[[ EXTRACTED TEXT, beginning ]]

In his new book, Bob Woodward promises an “essential document for any voter seeking an accurate inside view of the Trump years.” Woodward’s previous book about the Trump presidency, Fear: Trump In The White House, gave an account of Trump’s first years as president, based on interviews with Trump and those around him. This one expands to cover how Trump’s first few years in office drove the responses that would be so disastrous in 2020, and also draws on never-before-seen documents, including 25 letters exchanged between Trump and North Korean leader Kim Jong Un.

Donald Trump Rage exposes secret communications
[Photo by NICHOLAS KAMM/AFP via Getty Images]

Rage will be released on September 15. A release describes it as a peek at Trump’s responses to the crises he’s faced as president, and how they led to the disasters of this election year.

Rage goes behind the scenes like never before, with stunning new details about early national security decisions and operations and Trump’s moves as he faces a global pandemic, economic disaster and racial unrest…At key decision points, Rage shows how Trump’s responses to the crises of 2020 were rooted in the instincts, habits and style he developed during his first three years as president.

Trump decried Woodward’s previous book on his presidency and administration, calling it fake, maintaining that quotes were made up, and that neither the insults allegedly lobbed by him at his team, or the unflattering descriptions of him by those around him, could possibly be real.

[[ EXTRACTED TEXT, end ]]

WHAT YOU WILL DO ::
1 > List the crises that the text on Bob Woodward's book Rage says Trump faced in 2020.
2 > Write the next part of the text on Bob Woodward's book Rage, picking up after its final sentence.
The data that comes next is from a separate source and has no connection to this text.

[[ DATA SEGMENT, beginning ]]

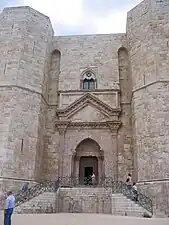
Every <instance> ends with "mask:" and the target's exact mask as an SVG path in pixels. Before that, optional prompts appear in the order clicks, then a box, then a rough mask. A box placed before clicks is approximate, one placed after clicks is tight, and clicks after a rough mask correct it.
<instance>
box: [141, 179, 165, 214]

[[ DATA SEGMENT, end ]]

RESPONSES FOR EACH TASK ::
1 >
- A global pandemic
- Economic disaster
- Racial unrest

2 >
Notably, none of the people named in Trump’s denials is still in his prior role. John Kelly, who, according to Woodward, called Trump an idiot, as Military Times documents, resigned as Trump’s Chief of Staff, months after Fear was published. Woodward says that James Mattis compared Trump to a “fifth or sixth grader.” Despite Trump’s denials, Mattis, too, left his position as Secretary of Defense by the end of the year. Jeff Sessions, who Trump denies insulting, left his position by the end of 2018 as well — and Trump engaged in a campaign to prevent his re-election as Senator in Alabama.

All of this points to Bob Woodward’s insights being rather on-point, and to them getting under Trump’s skin quite effectively. If Rage digs as deep as Fear did, voters can count on some revelations about the Trump White House before the November election.